* **Tasks to perform**:
[1] In the trip account, rewrite the passage from "The airplane was" up to and including "sticker on top.", swapping "sandwich" for "roll".
[2] According to the trip account, how much did the cab driver ask for on arrival at the airport?
[3] Continue the trip account from its last sentence.

* **Document excerpt**:

I travelled from Birmingham, UK to Athens on 25 December 2008 using Swiss Airlines and here are some snaps from the trip.
I took a private hire from my flat to the Airport as there was no train or bus on Christmas day. I got a quote of "between 18 and 19 pounds" from the cab company, but on arrival my cab driver wanted 22 pounds. I simply mentioned the quote and he backed down only with a few words of murmur. This was not the first time private hire drivers did it to me. I think the company takes the quoted some and the drivers want some more money that they don't have to give to their company.
The airplane was only about 10% full.
The food I got between Birmingham and Zurich was a brie and cranberry sandwich. There is nothing sadder than a sandwich straight from the fridge and that was it. As it was a Christmas Day, I was expecting something like a turkey sandwich, my expectation proved to be too high. But, as turkey goes often with cranberry sauce, may I say that I got a half of it? Maybe not. At least we got a "Season's Greetings" sticker on top.

* **Dataset**:
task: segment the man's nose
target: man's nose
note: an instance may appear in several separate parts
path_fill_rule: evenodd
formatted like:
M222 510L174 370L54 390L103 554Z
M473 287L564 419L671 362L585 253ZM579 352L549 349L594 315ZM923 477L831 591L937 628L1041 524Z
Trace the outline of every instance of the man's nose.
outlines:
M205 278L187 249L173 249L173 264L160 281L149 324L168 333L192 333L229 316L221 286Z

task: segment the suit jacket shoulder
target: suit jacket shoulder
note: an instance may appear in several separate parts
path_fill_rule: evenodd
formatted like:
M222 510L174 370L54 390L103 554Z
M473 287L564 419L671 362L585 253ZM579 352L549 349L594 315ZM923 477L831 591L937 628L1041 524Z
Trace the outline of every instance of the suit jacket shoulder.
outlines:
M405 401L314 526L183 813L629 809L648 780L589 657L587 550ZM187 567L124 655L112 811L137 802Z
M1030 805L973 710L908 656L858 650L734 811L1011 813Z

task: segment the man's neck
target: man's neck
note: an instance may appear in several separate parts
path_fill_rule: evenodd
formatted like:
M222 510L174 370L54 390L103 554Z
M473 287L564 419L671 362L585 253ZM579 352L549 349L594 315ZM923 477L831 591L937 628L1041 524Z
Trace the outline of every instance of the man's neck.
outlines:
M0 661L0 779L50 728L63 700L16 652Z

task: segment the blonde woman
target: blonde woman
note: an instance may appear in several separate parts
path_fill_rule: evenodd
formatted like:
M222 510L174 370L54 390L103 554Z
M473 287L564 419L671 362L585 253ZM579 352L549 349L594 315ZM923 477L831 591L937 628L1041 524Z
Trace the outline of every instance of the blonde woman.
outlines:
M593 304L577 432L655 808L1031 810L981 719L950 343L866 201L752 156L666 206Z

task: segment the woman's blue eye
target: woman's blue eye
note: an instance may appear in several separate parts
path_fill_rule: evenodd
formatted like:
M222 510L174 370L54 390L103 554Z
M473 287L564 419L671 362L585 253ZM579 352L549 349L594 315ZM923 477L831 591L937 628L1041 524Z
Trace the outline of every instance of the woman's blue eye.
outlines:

* **Results for each task**:
[1]
The airplane was only about 10% full.
The food I got between Birmingham and Zurich was a brie and cranberry roll. There is nothing sadder than a roll straight from the fridge and that was it. As it was a Christmas Day, I was expecting something like a turkey roll, my expectation proved to be too high. But, as turkey goes often with cranberry sauce, may I say that I got a half of it? Maybe not. At least we got a "Season's Greetings" sticker on top.

[2] 22 pounds.

[3]
Besides, it counted 3 types of E numbers in its ingredients.
Tasted like a loser's food.
I waited for 4 hours at Zurich airport. Meanwhile I had one tortilla wrap that I brought from home. Nicer than the one I had in the airplane.
On the Zurich-Athens flight, I got a seat in front of emergency exit. I don't know why they don't give this kind of seats to tall people. I am only 155 cm tall and hardly need any extra legroom. As it was in front of the emergency exit, I was told not to put any luggage under my seat and the person who was seating next to it was taken away even a handbag.
On this flight I got a better food.
Usually, between Zurich and Athens, they give us something they call 'calzone', but this time they gave me an 'Italian Chicken' pasty from Monty's Bakehouse.
It was made in UK. I have been living in UK for past five years, but I have never heard of this brand.
The package says "We only use ingredients from the kitchen cupboard".
What it meant was that it was made from kind of ingredients you and I can easily find in supermarkets. In fact, there is no E numbers and anything sounds like medicine/chemical.
Inside there are some bits of chicken (20% of the components), veggie and cheese. I suppose that what makes it Italian were mozzarella cheese and basil leaf.
I don't like pasties in general, but it was acceptable as airplain food.
Then we got this pretty biscuit.
It tasted nothing special, but I would have given it "Good Design Award".
We landed in Athens 10 or 15 minutes before the scheduled time.